Task to complete>
All of the entries below should be copied exactly as they appear.

Provided data>
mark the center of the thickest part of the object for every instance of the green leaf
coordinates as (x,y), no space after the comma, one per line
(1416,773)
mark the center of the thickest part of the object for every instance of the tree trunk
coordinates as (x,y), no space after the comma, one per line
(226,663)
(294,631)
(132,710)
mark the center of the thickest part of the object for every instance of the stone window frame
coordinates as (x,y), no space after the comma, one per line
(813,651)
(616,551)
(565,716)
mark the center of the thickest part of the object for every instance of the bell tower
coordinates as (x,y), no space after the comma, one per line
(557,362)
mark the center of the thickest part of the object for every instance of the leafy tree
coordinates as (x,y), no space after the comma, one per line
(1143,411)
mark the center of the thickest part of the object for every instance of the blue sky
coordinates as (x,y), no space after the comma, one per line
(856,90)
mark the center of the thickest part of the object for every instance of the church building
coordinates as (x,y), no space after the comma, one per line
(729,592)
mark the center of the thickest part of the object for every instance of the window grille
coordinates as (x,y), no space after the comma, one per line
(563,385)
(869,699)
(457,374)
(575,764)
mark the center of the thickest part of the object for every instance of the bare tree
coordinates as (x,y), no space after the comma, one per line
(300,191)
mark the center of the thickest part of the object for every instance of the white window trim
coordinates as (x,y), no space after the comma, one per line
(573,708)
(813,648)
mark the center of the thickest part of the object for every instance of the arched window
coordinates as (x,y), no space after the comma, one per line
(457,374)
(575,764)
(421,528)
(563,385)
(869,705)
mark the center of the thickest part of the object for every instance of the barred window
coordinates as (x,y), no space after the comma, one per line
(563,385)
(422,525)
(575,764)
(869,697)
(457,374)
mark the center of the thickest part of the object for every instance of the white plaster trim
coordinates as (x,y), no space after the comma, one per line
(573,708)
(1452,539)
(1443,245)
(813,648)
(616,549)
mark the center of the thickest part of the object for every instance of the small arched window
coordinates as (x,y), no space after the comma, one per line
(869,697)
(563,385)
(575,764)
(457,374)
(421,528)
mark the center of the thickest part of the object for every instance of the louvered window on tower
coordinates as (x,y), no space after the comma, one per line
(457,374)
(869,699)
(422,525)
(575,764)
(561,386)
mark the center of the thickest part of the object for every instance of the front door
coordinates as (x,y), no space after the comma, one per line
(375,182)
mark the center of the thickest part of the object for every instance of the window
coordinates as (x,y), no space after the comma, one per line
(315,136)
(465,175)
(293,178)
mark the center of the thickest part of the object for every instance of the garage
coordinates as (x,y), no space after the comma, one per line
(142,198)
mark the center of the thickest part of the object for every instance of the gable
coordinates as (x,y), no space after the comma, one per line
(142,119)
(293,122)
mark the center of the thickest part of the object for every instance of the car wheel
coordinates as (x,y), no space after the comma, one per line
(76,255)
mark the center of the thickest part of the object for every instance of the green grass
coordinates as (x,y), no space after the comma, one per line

Result below>
mark the center of the thickest part of the object for every instance of the green leaf
coordinates as (x,y), no space after the comma, one per line
(1416,773)
mark the center of the thickest part of the object for every instance of the tree trunk
coordinates as (x,y), no space after the comma, one per line
(226,663)
(294,631)
(132,710)
mark the center of the thickest part of the object for every instance of the stone window frame
coordinates as (x,y), no space after the comma, one per line
(813,651)
(616,551)
(565,716)
mark the center of the thickest part of the object for every instance of the bell tower
coordinates as (x,y), no space after the comma, one per line
(557,362)
mark the center of the thickest part of the object for every instance of the leafy tree
coordinates as (x,y), no space after the comma, one per line
(1143,411)
mark the center of the thickest part of the object for every instance of the blue sky
coordinates as (x,y), no space after the comma, one per line
(856,90)
mark the center of the thickest part of the object for every instance of the church building
coordinates as (x,y), no space after the comma, one per line
(729,592)
mark the center of the thickest part of the object for every instance of the window grille
coordinates as (x,y), no space after the comma, one per line
(563,385)
(869,699)
(457,374)
(575,764)
mark the center of the thickest part of the object for every instance of the bare tree
coordinates as (x,y), no space after the comma, one per line
(300,191)
mark the center of the thickest part of the object for every instance of the white window trim
coordinates as (x,y), no space after the comma, one per line
(573,708)
(813,648)
mark the center of the thickest part of the object for every instance of the arched window
coordinates as (x,y), no space after the comma, one per line
(457,374)
(575,764)
(421,528)
(563,385)
(869,705)
mark the center of the thickest part of the object for every instance of the barred window
coordinates as (x,y), no space after the comma, one per line
(563,385)
(422,525)
(575,764)
(869,697)
(457,374)
mark the center of the thickest part of the object for every instance of the white plaster trim
coordinates as (x,y), no space after the comma, one per line
(573,708)
(1452,539)
(1443,245)
(813,648)
(616,549)
mark the center of the thickest part of the object for every instance of the small arched window
coordinates as (x,y), no space after the comma, one per line
(869,697)
(563,385)
(575,764)
(457,374)
(421,528)
mark the center of the thickest part of the object for every instance of the louvered window on tower
coordinates as (x,y), no space after the comma, one per line
(457,374)
(869,699)
(422,525)
(575,764)
(561,386)
mark the center of the thickest part of the object for every instance of the front door
coordinates as (x,y), no space after the comma, one per line
(375,182)
mark the center of the thickest part of the object for every instance of the window
coordinates as (x,y), no space after the comma, one per line
(315,136)
(465,175)
(293,178)
mark the center of the thickest part of the object for every instance of the garage
coordinates as (x,y), no space after the comma, one per line
(142,198)
mark the center of the thickest part of the object for every instance of the gable
coordinates as (x,y), no space after the comma, one per line
(142,119)
(293,122)
mark the center of the thickest part of the object for every instance of the car wheel
coordinates as (x,y), no space after the comma, one per line
(76,255)
mark the center of the thickest part of the object for every instance of the green grass
coordinates as (x,y), no space after the comma, one per line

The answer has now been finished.